▶ **Aufgabenstellung**:
A. Fasse den Absatz, der mit „Marktschorgast ist mit solchen Ehrenbürgern kein Einzelfall“ beginnt, im Text über die Ehrenbürger von Marktschorgast als kurze Liste zusammen, ohne seine wesentlichen Fakten wegzulassen.
B. Führe den Text über die Ehrenbürger von Marktschorgast im Anschluss an seinen letzten Satz fort.

▶ **Vorliegender Text**:
----------------
Am 22. März 1933 wurde Adolf Hitler Ehrenbürger von Marktschorgast - doch ist er es noch immer?

Marktschorgast hat einen Ehrenbürger, von dem viele Einheimische nichts wussten: Adolf Hitler. Am 22. März 1933 wurde er dazu ernannt. Inzwischen ist eine lange Zeit vergangen. Dass der Name auf der Liste steht, ist in Vergessenheit geraten, bis ein E-Mail-Schreiber Bürgermeister Hans Tischhöfer (FW) vor zwei Jahren darauf aufmerksam machte. "Seitdem haben wir uns viel mit dem Thema auseinandergesetzt und alles genau geprüft", erzählt Tischhöfer.

Als er am Montag die Situation offiziell bekanntgab (wir berichteten), entstand ein richtiger Hype um das Thema. "Jeder stürzte sich darauf", meint der Marktschorgaster Bürgermeister, der seit Tagen ein Interview nach dem anderen gibt.

Während der Recherche fanden Archivare heraus, dass nicht nur Adolf Hitler aus der NS-Zeit eine Ehrenbürgerschaft in Marktschorgast hat. Gleiches gilt für Paul von Hindenburg, NSDAP-Gauleiter Hans Schemm und Lehrer Nikolaus Brückner.


Wie ist so etwas geregelt?

Marktschorgast ist mit solchen Ehrenbürgern kein Einzelfall. Schätzungen zufolge verliehen tausende Orte in Deutschland um 1933 Hitler und anderen NS-Größen die Ehrenbürgerwürde - eine der höchsten Auszeichnungen, die von einer Stadt oder Gemeinde an Personen vergeben wird. "Nach heutigen Regeln kann nur jemand zum Ehrenbürger ernannt werden, der für den Ort etwas Herausragendes geleistet hat", erklärt Kathrin Limmer, zuständige Juristin für Kommunalrecht am Landratsamt. Dies sei im Artikel 16 der Gemeindeordnung geregelt. "In der deutschen Gemeindeordnung, die 1935 galt, musste ein Ehrenbürger nicht ortsbezogen sein", so Limmer weiter. Es habe gereicht, wenn jemand etwas gemacht hat, das den Staat betraf.

"Viele Gemeinden oder Städte haben sich damals Vorteile erhofft, wenn sie Hitler zum Ehrenbürger ernennen. Er selbst wusste davon meist nichts", meint Wilfried Schober. Er ist Direktor beim Bayerischen Gemeindetag, der als einer von vier kommunalen Spitzenverbänden mit Sitz in München die Interessen seiner Mitgliedskommunen vertritt und ihnen bei rechtlichen Fragen hilft. "Nach dem Krieg wollte dann niemand mehr etwas davon wissen", erzählt Schober.
----------------
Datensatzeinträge
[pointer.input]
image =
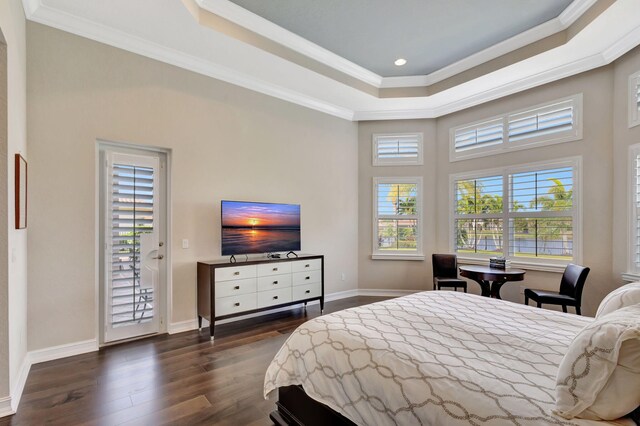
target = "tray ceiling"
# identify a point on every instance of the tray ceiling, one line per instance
(429, 34)
(222, 40)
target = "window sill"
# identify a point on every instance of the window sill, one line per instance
(529, 266)
(398, 256)
(630, 276)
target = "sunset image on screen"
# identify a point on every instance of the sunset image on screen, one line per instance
(239, 214)
(259, 227)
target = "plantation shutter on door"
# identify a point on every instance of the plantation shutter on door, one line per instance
(132, 295)
(636, 204)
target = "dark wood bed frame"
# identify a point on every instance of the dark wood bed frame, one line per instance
(295, 407)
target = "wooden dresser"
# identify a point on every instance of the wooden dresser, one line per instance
(227, 290)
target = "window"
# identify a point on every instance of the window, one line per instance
(550, 123)
(479, 135)
(528, 214)
(634, 223)
(397, 221)
(397, 149)
(634, 99)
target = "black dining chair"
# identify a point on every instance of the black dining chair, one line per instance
(445, 272)
(570, 293)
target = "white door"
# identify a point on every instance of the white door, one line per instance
(133, 241)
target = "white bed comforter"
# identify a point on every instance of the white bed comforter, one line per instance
(432, 358)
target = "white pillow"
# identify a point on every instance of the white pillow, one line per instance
(626, 295)
(599, 376)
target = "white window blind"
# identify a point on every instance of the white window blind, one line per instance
(550, 123)
(397, 149)
(397, 216)
(540, 122)
(634, 99)
(541, 214)
(132, 210)
(532, 209)
(478, 218)
(634, 232)
(479, 135)
(636, 221)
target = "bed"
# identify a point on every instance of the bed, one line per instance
(430, 358)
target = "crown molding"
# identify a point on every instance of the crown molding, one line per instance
(553, 26)
(574, 11)
(30, 7)
(595, 46)
(529, 82)
(250, 21)
(95, 31)
(257, 24)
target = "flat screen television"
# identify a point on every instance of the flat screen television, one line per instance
(250, 227)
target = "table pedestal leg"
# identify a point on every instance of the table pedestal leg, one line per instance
(495, 289)
(485, 286)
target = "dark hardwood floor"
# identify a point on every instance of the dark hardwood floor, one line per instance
(182, 379)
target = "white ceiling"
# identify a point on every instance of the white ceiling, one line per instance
(429, 34)
(169, 31)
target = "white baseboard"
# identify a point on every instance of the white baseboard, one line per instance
(9, 405)
(62, 351)
(188, 325)
(5, 407)
(18, 387)
(340, 295)
(385, 293)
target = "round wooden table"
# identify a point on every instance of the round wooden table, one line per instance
(491, 279)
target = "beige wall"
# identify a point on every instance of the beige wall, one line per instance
(14, 253)
(623, 137)
(226, 142)
(595, 149)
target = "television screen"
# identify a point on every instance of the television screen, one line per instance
(259, 227)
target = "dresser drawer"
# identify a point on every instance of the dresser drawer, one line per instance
(235, 304)
(274, 297)
(306, 265)
(306, 291)
(236, 273)
(275, 268)
(308, 277)
(274, 282)
(235, 287)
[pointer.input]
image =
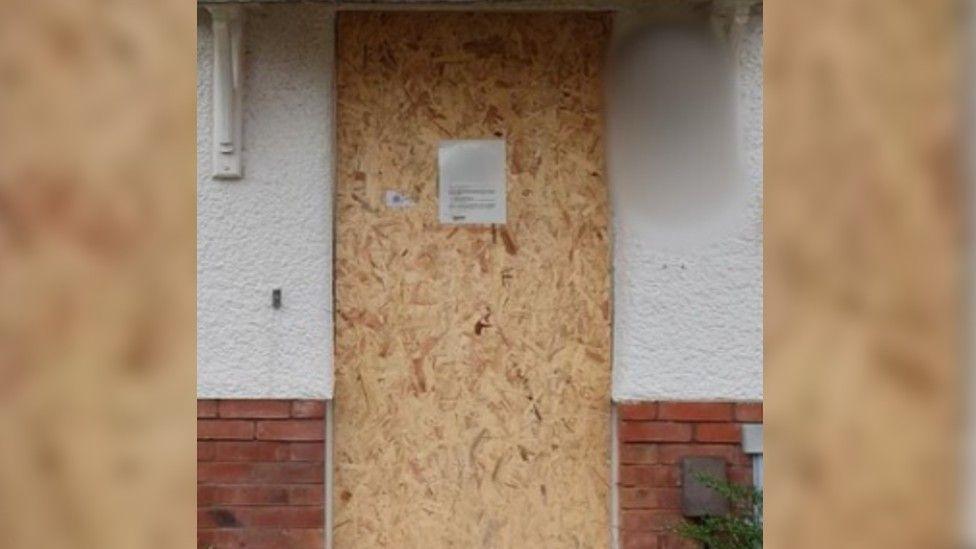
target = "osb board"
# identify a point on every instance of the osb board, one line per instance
(472, 364)
(862, 264)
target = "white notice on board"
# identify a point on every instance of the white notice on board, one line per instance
(471, 181)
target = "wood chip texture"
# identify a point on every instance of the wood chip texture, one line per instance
(472, 363)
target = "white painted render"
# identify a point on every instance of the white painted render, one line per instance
(273, 227)
(688, 298)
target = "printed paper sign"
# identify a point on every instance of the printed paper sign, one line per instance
(471, 181)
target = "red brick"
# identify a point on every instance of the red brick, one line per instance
(749, 412)
(718, 432)
(308, 409)
(649, 520)
(270, 538)
(638, 411)
(306, 451)
(639, 540)
(206, 408)
(219, 472)
(289, 473)
(294, 429)
(638, 453)
(673, 453)
(312, 494)
(650, 475)
(650, 498)
(242, 495)
(261, 517)
(695, 411)
(278, 517)
(252, 450)
(205, 451)
(257, 409)
(225, 429)
(654, 431)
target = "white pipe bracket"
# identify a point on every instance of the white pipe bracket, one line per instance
(228, 90)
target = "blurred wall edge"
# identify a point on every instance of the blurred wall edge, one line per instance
(862, 273)
(97, 273)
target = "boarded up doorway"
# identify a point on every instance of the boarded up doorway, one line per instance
(472, 363)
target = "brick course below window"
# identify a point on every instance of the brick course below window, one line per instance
(260, 473)
(653, 438)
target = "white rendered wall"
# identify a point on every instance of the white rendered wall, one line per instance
(273, 228)
(688, 307)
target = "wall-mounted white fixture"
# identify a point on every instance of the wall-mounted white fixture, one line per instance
(228, 90)
(729, 17)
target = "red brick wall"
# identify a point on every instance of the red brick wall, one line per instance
(654, 437)
(260, 473)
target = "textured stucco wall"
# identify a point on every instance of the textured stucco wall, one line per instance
(688, 318)
(273, 228)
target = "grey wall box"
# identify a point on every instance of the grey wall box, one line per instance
(698, 500)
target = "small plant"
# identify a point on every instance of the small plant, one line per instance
(740, 529)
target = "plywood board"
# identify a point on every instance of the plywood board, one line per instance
(472, 363)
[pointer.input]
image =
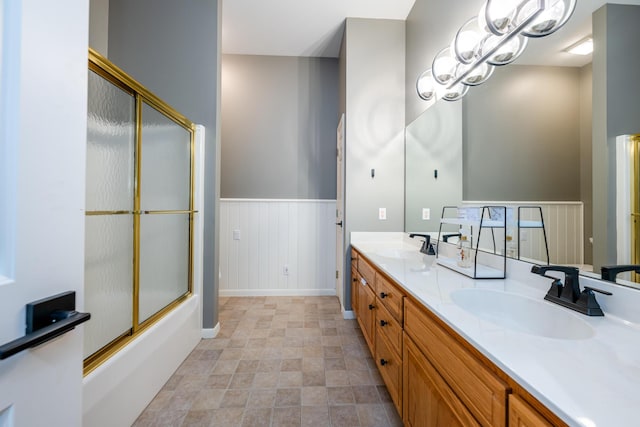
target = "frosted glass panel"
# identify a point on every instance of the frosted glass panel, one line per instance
(108, 279)
(164, 261)
(166, 163)
(110, 146)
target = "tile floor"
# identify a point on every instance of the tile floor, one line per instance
(277, 361)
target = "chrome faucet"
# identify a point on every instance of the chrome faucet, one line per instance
(568, 294)
(610, 272)
(427, 247)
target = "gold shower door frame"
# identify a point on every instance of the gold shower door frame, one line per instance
(635, 205)
(107, 70)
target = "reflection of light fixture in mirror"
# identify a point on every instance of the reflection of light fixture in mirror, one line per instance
(467, 41)
(498, 16)
(444, 66)
(474, 74)
(426, 86)
(583, 47)
(496, 37)
(454, 92)
(554, 15)
(507, 51)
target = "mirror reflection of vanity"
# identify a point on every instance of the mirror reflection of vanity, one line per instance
(522, 138)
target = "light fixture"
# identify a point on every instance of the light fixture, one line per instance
(496, 37)
(583, 47)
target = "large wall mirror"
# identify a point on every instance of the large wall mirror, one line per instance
(522, 138)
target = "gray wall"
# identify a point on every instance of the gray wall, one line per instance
(99, 26)
(586, 166)
(279, 119)
(173, 48)
(616, 111)
(521, 133)
(374, 86)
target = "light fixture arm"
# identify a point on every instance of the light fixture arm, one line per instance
(504, 40)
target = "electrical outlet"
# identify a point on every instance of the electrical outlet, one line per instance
(382, 214)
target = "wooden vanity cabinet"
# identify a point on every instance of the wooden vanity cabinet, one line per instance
(365, 313)
(521, 414)
(434, 376)
(428, 399)
(482, 392)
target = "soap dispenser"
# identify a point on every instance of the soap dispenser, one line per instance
(464, 252)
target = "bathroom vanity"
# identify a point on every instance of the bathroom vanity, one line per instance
(457, 351)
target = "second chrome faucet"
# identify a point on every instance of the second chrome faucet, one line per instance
(568, 294)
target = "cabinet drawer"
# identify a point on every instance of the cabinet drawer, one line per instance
(390, 367)
(389, 327)
(367, 271)
(483, 393)
(390, 296)
(355, 278)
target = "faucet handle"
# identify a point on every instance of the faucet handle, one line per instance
(589, 289)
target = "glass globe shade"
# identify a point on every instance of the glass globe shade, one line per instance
(454, 93)
(505, 54)
(475, 75)
(498, 16)
(550, 20)
(426, 86)
(466, 44)
(444, 66)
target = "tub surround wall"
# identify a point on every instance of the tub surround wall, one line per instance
(172, 48)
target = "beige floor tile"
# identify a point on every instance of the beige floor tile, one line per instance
(344, 416)
(287, 417)
(277, 361)
(257, 417)
(315, 416)
(314, 396)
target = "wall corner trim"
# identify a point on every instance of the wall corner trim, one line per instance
(209, 333)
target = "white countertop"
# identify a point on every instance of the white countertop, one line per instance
(592, 382)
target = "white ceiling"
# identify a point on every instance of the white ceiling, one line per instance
(314, 27)
(297, 27)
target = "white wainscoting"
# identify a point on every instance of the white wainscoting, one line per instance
(298, 234)
(564, 227)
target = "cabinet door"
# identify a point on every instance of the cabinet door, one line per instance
(355, 279)
(428, 400)
(367, 313)
(523, 415)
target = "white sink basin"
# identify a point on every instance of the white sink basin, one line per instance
(398, 253)
(523, 314)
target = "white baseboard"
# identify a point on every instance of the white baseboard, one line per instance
(276, 292)
(348, 314)
(211, 332)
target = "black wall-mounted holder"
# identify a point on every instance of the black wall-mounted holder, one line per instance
(47, 319)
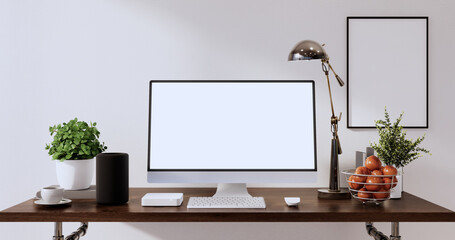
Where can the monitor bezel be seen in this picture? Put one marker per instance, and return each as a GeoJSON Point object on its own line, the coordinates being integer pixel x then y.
{"type": "Point", "coordinates": [231, 170]}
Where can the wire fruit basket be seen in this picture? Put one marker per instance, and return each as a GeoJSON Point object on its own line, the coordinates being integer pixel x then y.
{"type": "Point", "coordinates": [369, 188]}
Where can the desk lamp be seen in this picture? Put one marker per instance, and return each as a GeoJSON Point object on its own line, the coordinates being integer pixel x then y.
{"type": "Point", "coordinates": [311, 50]}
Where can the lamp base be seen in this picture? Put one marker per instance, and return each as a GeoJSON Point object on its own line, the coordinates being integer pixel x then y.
{"type": "Point", "coordinates": [325, 193]}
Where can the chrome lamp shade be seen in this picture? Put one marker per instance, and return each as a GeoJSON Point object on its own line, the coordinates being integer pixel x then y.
{"type": "Point", "coordinates": [307, 50]}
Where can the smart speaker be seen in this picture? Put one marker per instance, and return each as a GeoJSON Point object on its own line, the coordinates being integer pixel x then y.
{"type": "Point", "coordinates": [112, 178]}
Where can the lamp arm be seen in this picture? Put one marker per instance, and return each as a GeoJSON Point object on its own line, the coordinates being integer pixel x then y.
{"type": "Point", "coordinates": [336, 75]}
{"type": "Point", "coordinates": [334, 119]}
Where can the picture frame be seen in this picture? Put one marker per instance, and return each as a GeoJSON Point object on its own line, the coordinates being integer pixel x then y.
{"type": "Point", "coordinates": [387, 66]}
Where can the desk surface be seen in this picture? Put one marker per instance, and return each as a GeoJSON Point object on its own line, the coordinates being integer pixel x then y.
{"type": "Point", "coordinates": [311, 209]}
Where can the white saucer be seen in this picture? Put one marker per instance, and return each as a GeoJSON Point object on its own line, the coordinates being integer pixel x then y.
{"type": "Point", "coordinates": [63, 201]}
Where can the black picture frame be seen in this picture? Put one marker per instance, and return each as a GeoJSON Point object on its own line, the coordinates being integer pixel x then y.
{"type": "Point", "coordinates": [349, 83]}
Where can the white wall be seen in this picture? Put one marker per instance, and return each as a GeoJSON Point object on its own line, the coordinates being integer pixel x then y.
{"type": "Point", "coordinates": [93, 59]}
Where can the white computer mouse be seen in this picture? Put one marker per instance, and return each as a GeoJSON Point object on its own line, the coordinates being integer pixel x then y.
{"type": "Point", "coordinates": [292, 201]}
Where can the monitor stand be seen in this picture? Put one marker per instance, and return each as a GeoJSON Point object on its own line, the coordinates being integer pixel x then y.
{"type": "Point", "coordinates": [231, 190]}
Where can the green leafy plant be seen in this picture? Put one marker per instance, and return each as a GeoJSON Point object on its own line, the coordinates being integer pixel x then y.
{"type": "Point", "coordinates": [74, 140]}
{"type": "Point", "coordinates": [393, 147]}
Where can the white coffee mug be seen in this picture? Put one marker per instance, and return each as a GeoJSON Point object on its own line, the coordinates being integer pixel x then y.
{"type": "Point", "coordinates": [52, 194]}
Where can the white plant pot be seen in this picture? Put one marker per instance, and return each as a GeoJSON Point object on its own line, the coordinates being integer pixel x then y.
{"type": "Point", "coordinates": [396, 193]}
{"type": "Point", "coordinates": [75, 174]}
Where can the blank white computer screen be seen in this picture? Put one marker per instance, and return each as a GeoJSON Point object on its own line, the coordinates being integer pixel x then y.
{"type": "Point", "coordinates": [232, 125]}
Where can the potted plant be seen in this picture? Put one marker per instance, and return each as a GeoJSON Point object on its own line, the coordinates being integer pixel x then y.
{"type": "Point", "coordinates": [395, 149]}
{"type": "Point", "coordinates": [75, 145]}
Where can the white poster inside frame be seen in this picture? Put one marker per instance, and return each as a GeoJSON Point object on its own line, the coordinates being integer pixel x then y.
{"type": "Point", "coordinates": [387, 67]}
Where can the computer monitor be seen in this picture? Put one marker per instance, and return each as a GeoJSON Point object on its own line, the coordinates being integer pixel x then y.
{"type": "Point", "coordinates": [232, 132]}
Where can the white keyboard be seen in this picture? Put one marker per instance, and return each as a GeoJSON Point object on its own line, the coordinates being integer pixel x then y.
{"type": "Point", "coordinates": [226, 202]}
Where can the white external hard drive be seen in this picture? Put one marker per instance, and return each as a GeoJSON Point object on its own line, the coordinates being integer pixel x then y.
{"type": "Point", "coordinates": [162, 199]}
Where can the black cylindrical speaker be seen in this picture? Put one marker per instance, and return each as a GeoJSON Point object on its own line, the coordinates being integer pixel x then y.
{"type": "Point", "coordinates": [112, 178]}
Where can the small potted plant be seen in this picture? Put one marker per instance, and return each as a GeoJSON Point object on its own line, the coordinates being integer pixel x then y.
{"type": "Point", "coordinates": [75, 145]}
{"type": "Point", "coordinates": [395, 149]}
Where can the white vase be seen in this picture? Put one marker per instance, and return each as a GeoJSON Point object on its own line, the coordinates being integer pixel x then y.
{"type": "Point", "coordinates": [75, 174]}
{"type": "Point", "coordinates": [396, 193]}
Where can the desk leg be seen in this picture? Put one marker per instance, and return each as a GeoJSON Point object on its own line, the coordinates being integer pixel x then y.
{"type": "Point", "coordinates": [58, 234]}
{"type": "Point", "coordinates": [76, 235]}
{"type": "Point", "coordinates": [377, 235]}
{"type": "Point", "coordinates": [395, 231]}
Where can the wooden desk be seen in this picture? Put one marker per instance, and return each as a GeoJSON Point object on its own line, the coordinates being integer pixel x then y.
{"type": "Point", "coordinates": [409, 209]}
{"type": "Point", "coordinates": [311, 209]}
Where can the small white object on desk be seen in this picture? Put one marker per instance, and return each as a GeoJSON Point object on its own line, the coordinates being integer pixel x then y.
{"type": "Point", "coordinates": [62, 202]}
{"type": "Point", "coordinates": [162, 199]}
{"type": "Point", "coordinates": [292, 201]}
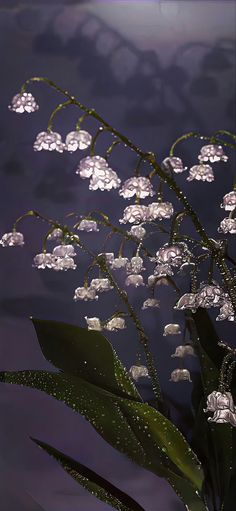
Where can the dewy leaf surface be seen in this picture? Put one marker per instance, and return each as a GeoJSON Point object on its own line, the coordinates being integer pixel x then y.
{"type": "Point", "coordinates": [85, 353]}
{"type": "Point", "coordinates": [95, 484]}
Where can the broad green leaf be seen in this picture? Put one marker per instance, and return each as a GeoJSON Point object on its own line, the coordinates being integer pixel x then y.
{"type": "Point", "coordinates": [216, 446]}
{"type": "Point", "coordinates": [95, 484]}
{"type": "Point", "coordinates": [116, 421]}
{"type": "Point", "coordinates": [85, 353]}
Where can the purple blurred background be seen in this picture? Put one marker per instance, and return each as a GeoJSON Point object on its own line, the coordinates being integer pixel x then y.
{"type": "Point", "coordinates": [154, 69]}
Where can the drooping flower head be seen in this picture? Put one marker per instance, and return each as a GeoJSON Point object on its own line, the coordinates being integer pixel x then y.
{"type": "Point", "coordinates": [212, 153]}
{"type": "Point", "coordinates": [24, 102]}
{"type": "Point", "coordinates": [49, 141]}
{"type": "Point", "coordinates": [77, 140]}
{"type": "Point", "coordinates": [201, 173]}
{"type": "Point", "coordinates": [139, 186]}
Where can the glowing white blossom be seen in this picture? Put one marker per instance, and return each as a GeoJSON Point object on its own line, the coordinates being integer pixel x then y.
{"type": "Point", "coordinates": [114, 324]}
{"type": "Point", "coordinates": [101, 285]}
{"type": "Point", "coordinates": [138, 371]}
{"type": "Point", "coordinates": [63, 263]}
{"type": "Point", "coordinates": [88, 226]}
{"type": "Point", "coordinates": [49, 141]}
{"type": "Point", "coordinates": [180, 375]}
{"type": "Point", "coordinates": [226, 311]}
{"type": "Point", "coordinates": [135, 265]}
{"type": "Point", "coordinates": [90, 164]}
{"type": "Point", "coordinates": [228, 226]}
{"type": "Point", "coordinates": [104, 179]}
{"type": "Point", "coordinates": [183, 351]}
{"type": "Point", "coordinates": [163, 270]}
{"type": "Point", "coordinates": [78, 140]}
{"type": "Point", "coordinates": [173, 163]}
{"type": "Point", "coordinates": [64, 251]}
{"type": "Point", "coordinates": [119, 262]}
{"type": "Point", "coordinates": [24, 102]}
{"type": "Point", "coordinates": [187, 301]}
{"type": "Point", "coordinates": [201, 173]}
{"type": "Point", "coordinates": [93, 324]}
{"type": "Point", "coordinates": [172, 329]}
{"type": "Point", "coordinates": [109, 256]}
{"type": "Point", "coordinates": [85, 293]}
{"type": "Point", "coordinates": [212, 153]}
{"type": "Point", "coordinates": [134, 214]}
{"type": "Point", "coordinates": [55, 235]}
{"type": "Point", "coordinates": [229, 201]}
{"type": "Point", "coordinates": [12, 239]}
{"type": "Point", "coordinates": [160, 210]}
{"type": "Point", "coordinates": [209, 295]}
{"type": "Point", "coordinates": [138, 231]}
{"type": "Point", "coordinates": [134, 280]}
{"type": "Point", "coordinates": [43, 260]}
{"type": "Point", "coordinates": [173, 255]}
{"type": "Point", "coordinates": [150, 303]}
{"type": "Point", "coordinates": [139, 186]}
----------------
▶ **Lösungen**:
A.
- Marktschorgast ist kein Einzelfall: Schätzungen zufolge ernannten um 1933 tausende Orte in Deutschland Hitler und andere NS-Größen zu Ehrenbürgern.
- Die Ehrenbürgerwürde gehört zu den höchsten Auszeichnungen, die eine Stadt oder Gemeinde vergibt.
- Laut Kathrin Limmer, Juristin für Kommunalrecht am Landratsamt, kann heute nur Ehrenbürger werden, wer für den Ort etwas Herausragendes geleistet hat. Das regelt Artikel 16 der Gemeindeordnung.
- Nach der 1935 geltenden deutschen Gemeindeordnung musste ein Ehrenbürger keinen Ortsbezug haben. Es genügte eine Leistung, die den Staat betraf.

B.
Elf Anfragen im letzten Jahr

Im letzten Jahr landeten beim Bayerischen Gemeindetag elf Anfragen - darunter auch die von Marktschorgast - , wie man mit Hitler und seiner Ehrenbürgerwürde umgehen soll. "Die Gemeindearchivare stoßen bei ihrer Arbeit oft zufällig darauf, dass Hitler in den 30er Jahren zum Ehrenbürger ernannt wurde", erzählt Schober. Die erste Reaktion sei dann immer: "Das müssen wir ihm aberkennen!"

"Doch das geht juristisch nicht. Mit dem Tod erlischt die Ehrenbürgerwürde", erklärt Schober. Das Einzige, was eine Stadt oder Gemeinde tun kann, ist, sich vom damaligen Beschluss zu distanzieren. Das raten sowohl Kathrin Limmer als auch Wilfried Schober.

Die Gemeinderäte müssten dafür einen entsprechenden Beschluss fassen.
Politisch sei die Sache dann erledigt, rechtlich könne man aufgrund des Todes nichts mehr machen. "Wenn sich die Gemeinden vom damaligen Beschluss distanzieren, ist nach außen hin klar, dass sie nichts mehr mit der Zeit zu tun haben wollen", erklärt Schober.


Entscheidung fällt am Donnerstag

Bürgermeister Hans Tischhöfer ist das ein wichtiges Anliegen. "Wir müssen zeigen, dass wir den Rechtspopulismus nicht vertreten und uns davon deutlich distanzieren", sagt Bürgermeister Tischhöfer. Im Gemeinderat soll heute Abend darüber entschieden werden. Laut dem Bürgermeister wird das schnell erledigt sein. Der Gemeinderat stehe einhellig hinter ihm. "Bei dem Rechtsruck, der momentan stattfindet, müssen wir ein Zeichen setzen", sagt Hans Tischhöfer entschlossen.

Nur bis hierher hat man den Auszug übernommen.